__BRIEF__:
Convert the rows into a numbered list, starting with the line containing "Could you please locate the rough" and going on through the end of the rows, and leave out any blank lines.

__INFORMATION GIVEN__:

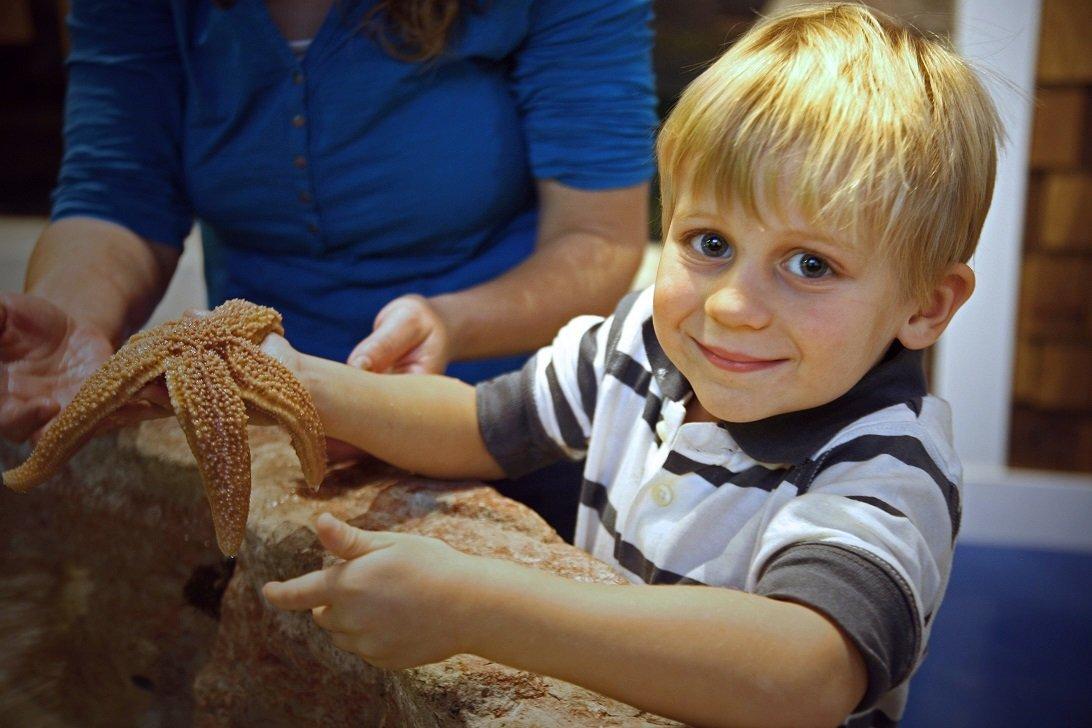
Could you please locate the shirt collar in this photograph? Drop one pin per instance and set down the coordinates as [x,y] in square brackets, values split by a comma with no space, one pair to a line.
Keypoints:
[793,437]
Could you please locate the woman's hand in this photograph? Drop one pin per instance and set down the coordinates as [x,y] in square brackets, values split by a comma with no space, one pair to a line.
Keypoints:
[396,599]
[408,336]
[45,356]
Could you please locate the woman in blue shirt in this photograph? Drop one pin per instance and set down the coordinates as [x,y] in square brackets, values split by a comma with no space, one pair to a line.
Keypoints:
[414,182]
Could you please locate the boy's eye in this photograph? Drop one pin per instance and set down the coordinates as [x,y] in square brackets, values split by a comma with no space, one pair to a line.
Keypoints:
[711,245]
[808,265]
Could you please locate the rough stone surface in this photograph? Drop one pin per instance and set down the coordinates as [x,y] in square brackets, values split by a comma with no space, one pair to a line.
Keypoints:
[110,610]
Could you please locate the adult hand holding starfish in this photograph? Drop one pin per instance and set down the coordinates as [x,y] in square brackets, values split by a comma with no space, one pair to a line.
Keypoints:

__REPLY__:
1. Could you please locate the rough stone surface in this photograph? Drop one pin per instance and set down the coordinates as [x,y] in square brackets, values split by a comma with no space, one pair to a line.
2. Keypoints:
3. [110,610]
4. Could you please locate the adult hand holding starfish in this photograph? Drop one pin per instance and set down the coordinates as [x,y] in square brackets, values split by a comma with no space, one pair to a line.
5. Keypoints:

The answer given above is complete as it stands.